The duo of the National Primary Health Care Development Agency and the United Nations Children Fund have provided insights into why Nigeria still has high maternal and child mortality rates.

According to research platform Macrotrends, Nigeria Maternal Mortality Rate 2000-2023 stands at 917 deaths per 100,000 live births; while the current infant mortality rate for Nigeria in 2023 is 54.740 deaths per 1,000 live births, signifying a 2.63% decline from 2022. The infant mortality rate for Nigeria in 2022 was 56.220 deaths per 1,000 live births, a 2.57% decline from 2021.

According to the NPHCDA, there are only 463 out of 25,843 Primary Healthcare Centres in the country with the minimum number of required Skilled Birth Attendants.

### DATA EXTRACT
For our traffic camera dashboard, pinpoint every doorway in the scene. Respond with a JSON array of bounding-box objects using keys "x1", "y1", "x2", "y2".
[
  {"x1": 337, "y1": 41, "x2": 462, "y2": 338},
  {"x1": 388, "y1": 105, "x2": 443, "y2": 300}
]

### APPLY WHAT YOU READ
**A.** Summarize the passage on maternal and child mortality in Nigeria in two sentences.
**B.** Answer these questions using the passage on maternal and child mortality in Nigeria:
(i) Which two organizations provided insights into Nigeria's high maternal and child mortality rates?
(ii) What was Nigeria's infant mortality rate in 2022?
(iii) How many Primary Healthcare Centres in the country have the minimum number of required Skilled Birth Attendants?
**C.** Repeat the part of the passage on maternal and child mortality in Nigeria starting at "According to the" and ending at "Skilled Birth Attendants.".
The material comes from a separate source.

### WRITTEN RESPONSES
**A.** The National Primary Health Care Development Agency and the United Nations Children Fund have offered insights into why Nigeria's maternal and child mortality rates remain high. Macrotrends puts Nigeria's maternal mortality rate at 917 deaths per 100,000 live births and its 2023 infant mortality rate at 54.740 deaths per 1,000 live births, while the NPHCDA reports that only 463 of 25,843 Primary Healthcare Centres have the minimum number of required Skilled Birth Attendants.

**B.**
(i) The National Primary Health Care Development Agency and the United Nations Children Fund.
(ii) 56.220 deaths per 1,000 live births.
(iii) 463 out of 25,843.

**C.**
According to the NPHCDA, there are only 463 out of 25,843 Primary Healthcare Centres in the country with the minimum number of required Skilled Birth Attendants.